* _TASK INSTRUCTIONS_
Find every row below that contains the string "hair" and copy each of those rows in full. Case counts.

* _EXTRACTED MATERIAL_
##############################

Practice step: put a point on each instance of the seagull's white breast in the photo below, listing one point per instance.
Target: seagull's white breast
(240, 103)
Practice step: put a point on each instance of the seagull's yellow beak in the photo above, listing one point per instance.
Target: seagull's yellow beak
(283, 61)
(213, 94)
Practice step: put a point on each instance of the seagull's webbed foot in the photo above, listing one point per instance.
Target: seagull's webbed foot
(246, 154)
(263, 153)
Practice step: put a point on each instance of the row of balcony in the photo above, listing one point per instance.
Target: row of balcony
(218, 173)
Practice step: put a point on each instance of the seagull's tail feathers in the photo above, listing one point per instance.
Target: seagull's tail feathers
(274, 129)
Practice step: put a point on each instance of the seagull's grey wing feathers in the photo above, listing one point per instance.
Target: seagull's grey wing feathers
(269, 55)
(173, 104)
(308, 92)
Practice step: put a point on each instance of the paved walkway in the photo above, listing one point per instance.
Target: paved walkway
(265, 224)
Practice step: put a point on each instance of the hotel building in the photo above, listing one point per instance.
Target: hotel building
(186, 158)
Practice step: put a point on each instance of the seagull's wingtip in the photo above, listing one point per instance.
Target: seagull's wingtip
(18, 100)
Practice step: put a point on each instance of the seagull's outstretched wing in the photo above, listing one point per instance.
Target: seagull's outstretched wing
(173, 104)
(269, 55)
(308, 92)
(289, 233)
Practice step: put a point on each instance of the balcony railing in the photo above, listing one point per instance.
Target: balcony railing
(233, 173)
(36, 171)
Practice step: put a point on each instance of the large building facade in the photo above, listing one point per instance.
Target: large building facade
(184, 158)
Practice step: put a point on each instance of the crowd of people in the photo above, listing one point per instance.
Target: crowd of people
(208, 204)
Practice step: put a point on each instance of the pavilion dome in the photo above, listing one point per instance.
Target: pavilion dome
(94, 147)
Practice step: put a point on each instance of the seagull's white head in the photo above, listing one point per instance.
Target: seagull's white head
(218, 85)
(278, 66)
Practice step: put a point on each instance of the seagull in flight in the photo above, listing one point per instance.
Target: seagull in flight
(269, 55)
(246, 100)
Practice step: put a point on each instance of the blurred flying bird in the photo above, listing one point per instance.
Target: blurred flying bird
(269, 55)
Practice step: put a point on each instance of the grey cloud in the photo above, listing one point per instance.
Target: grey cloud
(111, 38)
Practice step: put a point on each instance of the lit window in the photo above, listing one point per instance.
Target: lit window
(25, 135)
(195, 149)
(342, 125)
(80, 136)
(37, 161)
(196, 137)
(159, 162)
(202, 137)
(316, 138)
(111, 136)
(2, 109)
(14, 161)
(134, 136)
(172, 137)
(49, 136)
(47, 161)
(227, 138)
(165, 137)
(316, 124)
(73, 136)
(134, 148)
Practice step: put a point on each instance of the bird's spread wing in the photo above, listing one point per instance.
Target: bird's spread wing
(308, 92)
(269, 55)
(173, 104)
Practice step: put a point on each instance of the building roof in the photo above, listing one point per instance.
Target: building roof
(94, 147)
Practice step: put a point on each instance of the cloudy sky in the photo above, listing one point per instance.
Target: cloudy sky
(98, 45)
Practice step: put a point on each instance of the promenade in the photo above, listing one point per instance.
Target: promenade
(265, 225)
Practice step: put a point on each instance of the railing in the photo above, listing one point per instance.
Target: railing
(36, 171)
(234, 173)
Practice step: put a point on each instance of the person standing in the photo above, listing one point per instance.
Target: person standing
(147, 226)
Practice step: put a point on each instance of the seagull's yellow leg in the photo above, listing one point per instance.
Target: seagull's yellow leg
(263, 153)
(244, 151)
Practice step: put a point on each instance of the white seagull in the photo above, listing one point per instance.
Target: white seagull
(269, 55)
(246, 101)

##############################

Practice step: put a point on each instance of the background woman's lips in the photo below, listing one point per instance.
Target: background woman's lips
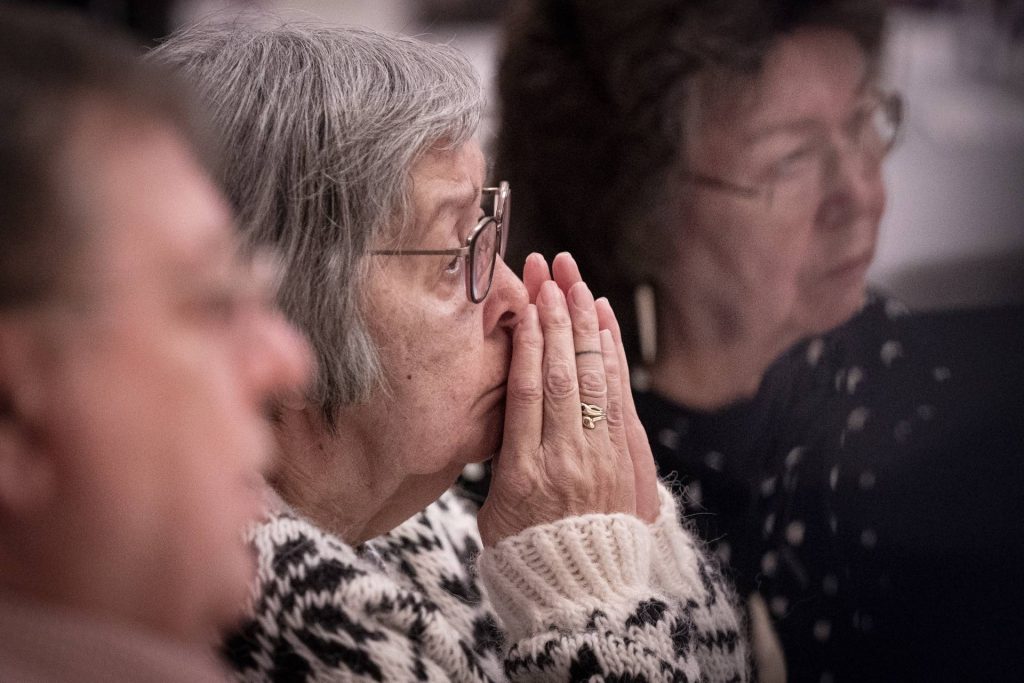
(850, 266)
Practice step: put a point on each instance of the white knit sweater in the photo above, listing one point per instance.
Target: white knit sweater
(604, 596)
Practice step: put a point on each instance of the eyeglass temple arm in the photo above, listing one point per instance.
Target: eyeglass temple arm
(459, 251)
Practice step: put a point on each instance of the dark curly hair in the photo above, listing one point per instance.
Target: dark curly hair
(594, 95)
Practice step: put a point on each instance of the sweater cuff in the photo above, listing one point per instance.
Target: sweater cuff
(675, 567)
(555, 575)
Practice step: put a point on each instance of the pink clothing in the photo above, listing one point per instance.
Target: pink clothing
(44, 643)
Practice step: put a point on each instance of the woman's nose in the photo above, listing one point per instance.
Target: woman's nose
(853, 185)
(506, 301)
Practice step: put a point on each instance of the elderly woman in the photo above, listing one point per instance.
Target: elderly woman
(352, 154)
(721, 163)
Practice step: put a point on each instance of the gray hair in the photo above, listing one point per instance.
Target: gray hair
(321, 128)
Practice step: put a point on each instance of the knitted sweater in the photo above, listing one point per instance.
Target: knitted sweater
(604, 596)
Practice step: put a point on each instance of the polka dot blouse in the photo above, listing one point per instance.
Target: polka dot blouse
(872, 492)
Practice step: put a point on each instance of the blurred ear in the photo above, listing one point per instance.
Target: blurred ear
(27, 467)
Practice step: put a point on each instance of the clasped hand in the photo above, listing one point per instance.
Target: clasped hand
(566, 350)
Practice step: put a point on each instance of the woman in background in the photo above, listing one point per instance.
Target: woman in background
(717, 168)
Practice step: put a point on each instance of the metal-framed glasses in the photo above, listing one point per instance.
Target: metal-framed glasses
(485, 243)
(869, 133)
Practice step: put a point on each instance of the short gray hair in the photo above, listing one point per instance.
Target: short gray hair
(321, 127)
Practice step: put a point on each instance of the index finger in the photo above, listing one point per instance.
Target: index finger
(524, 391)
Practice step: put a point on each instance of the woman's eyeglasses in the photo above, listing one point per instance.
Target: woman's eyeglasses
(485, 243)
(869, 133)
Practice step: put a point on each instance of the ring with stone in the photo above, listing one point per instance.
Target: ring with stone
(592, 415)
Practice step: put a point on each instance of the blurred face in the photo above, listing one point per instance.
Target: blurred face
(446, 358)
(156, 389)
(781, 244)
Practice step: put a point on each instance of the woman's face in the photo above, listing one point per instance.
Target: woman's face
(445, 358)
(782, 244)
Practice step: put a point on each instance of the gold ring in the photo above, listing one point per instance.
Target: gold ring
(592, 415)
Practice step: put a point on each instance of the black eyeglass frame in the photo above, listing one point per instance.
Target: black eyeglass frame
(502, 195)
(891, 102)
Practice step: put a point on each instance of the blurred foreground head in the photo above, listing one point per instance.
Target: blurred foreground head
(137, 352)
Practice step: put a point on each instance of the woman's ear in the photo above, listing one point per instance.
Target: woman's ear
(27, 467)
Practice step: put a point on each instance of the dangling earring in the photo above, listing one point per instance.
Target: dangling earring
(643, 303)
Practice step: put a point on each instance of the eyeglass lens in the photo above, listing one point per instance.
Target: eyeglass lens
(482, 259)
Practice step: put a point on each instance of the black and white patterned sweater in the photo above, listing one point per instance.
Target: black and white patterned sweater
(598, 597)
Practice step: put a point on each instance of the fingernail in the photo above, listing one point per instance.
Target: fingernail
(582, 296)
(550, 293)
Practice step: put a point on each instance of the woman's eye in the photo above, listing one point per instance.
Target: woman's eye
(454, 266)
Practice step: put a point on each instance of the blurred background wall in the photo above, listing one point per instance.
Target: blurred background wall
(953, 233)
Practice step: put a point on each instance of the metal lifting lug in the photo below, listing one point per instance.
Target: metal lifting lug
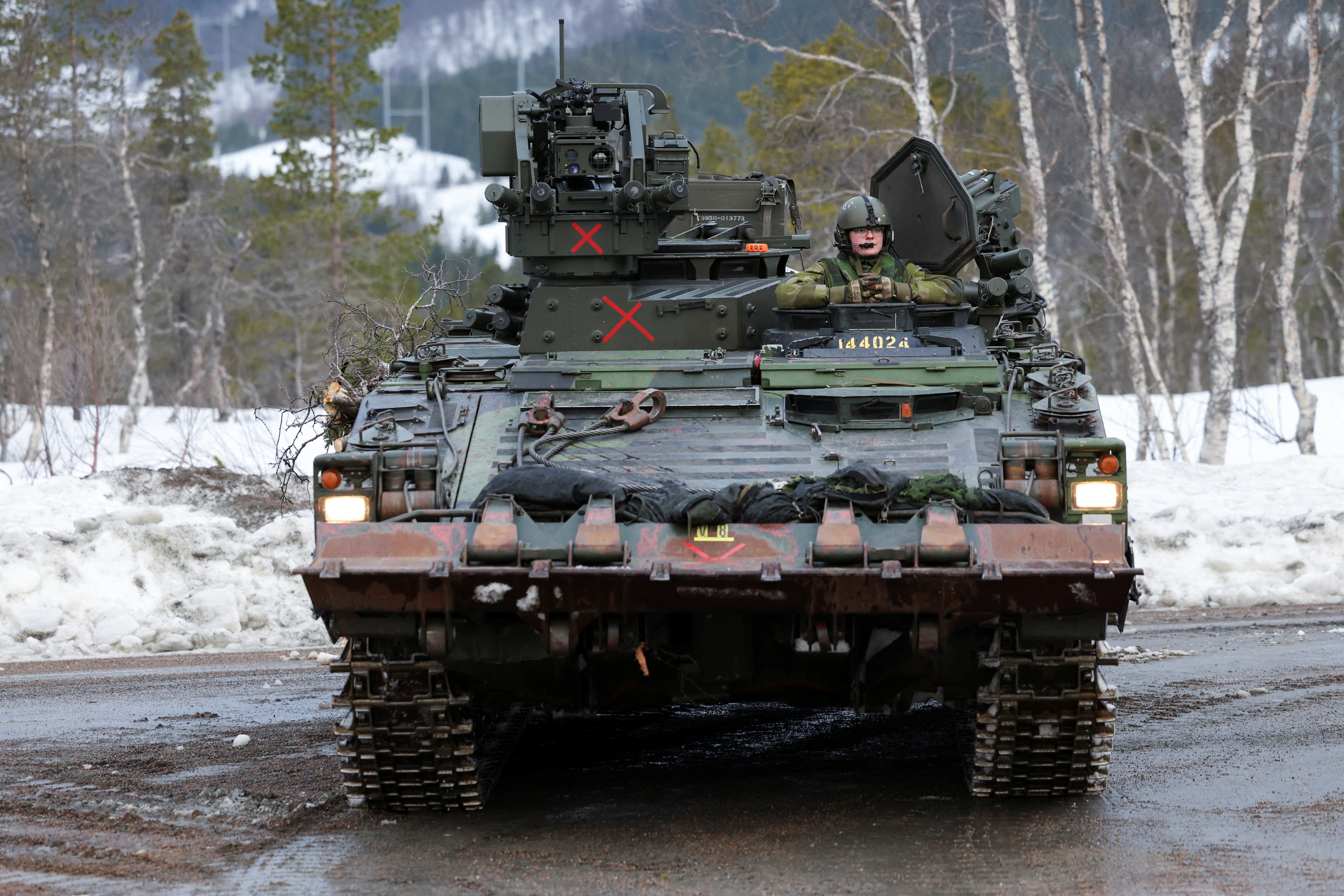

##############################

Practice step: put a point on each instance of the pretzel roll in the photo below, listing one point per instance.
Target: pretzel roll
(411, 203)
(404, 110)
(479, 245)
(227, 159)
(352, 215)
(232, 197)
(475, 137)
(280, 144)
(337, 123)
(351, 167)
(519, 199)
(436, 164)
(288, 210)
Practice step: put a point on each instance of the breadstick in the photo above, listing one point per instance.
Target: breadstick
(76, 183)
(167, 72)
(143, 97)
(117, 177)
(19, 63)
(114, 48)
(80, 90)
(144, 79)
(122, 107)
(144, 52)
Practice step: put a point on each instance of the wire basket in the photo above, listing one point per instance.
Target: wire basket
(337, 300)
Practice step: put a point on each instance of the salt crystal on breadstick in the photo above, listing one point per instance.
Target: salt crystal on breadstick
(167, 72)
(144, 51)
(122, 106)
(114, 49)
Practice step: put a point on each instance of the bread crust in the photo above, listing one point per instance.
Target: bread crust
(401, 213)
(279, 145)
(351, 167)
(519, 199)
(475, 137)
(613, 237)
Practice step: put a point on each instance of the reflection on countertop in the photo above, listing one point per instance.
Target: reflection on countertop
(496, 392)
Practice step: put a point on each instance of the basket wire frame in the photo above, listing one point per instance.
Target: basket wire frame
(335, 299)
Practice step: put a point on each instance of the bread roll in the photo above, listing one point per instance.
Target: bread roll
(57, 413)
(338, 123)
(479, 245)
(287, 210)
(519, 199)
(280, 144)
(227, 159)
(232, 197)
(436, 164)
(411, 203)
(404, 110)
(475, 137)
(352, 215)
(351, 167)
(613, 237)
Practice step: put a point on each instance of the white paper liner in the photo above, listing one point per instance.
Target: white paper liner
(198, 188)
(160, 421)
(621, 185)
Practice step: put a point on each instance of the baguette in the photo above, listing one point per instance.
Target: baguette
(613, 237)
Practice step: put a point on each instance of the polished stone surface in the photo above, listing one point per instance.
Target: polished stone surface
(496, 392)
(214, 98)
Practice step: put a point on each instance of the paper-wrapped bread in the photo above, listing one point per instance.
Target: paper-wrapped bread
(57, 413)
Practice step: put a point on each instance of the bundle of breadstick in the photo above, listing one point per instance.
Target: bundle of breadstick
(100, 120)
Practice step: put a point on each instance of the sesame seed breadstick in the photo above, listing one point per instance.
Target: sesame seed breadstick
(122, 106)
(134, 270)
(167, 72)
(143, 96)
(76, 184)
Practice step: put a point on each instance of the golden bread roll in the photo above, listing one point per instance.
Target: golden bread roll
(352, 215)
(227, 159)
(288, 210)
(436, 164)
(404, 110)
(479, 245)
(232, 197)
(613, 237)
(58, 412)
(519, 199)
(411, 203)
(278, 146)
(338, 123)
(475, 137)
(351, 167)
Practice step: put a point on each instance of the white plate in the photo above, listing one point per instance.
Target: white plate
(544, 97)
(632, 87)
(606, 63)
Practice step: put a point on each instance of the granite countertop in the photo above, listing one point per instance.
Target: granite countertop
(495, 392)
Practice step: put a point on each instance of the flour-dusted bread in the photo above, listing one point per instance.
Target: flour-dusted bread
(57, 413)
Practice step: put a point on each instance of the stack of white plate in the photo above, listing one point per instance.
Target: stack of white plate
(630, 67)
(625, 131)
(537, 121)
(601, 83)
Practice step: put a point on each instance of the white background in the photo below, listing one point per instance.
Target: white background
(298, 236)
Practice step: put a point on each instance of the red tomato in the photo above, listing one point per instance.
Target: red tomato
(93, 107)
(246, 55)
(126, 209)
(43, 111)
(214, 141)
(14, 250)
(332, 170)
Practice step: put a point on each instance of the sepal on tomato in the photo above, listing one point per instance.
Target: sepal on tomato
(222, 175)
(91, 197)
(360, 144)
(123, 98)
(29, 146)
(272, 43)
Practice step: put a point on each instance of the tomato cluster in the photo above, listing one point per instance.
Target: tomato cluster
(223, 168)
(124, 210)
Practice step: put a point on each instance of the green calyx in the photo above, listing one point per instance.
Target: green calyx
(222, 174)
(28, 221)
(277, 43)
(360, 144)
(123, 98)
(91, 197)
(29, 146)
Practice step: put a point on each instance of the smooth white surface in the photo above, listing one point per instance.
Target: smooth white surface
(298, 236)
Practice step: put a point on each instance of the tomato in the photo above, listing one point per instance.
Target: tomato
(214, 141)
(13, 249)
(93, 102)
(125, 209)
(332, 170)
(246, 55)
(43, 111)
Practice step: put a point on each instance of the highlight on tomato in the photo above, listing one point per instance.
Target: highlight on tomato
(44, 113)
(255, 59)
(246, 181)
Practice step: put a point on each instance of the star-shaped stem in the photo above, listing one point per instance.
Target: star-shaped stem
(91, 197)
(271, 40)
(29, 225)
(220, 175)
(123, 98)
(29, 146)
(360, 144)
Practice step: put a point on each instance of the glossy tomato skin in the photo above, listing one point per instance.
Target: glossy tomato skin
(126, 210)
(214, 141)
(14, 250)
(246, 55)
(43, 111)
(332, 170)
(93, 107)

##############################

* _RESPONSE FOR THIS EXERCISE_
Practice step: put a point on each instance of the dark curly hair in the photo above, listing one point per instance.
Target: dark curly hair
Practice step: put a point on each instance of the gray hair in the photo above, listing one point per instance.
Target: gray hair
Practice step: put a point on each instance of the short gray hair in the photo above, listing one point per instance.
Target: short gray hair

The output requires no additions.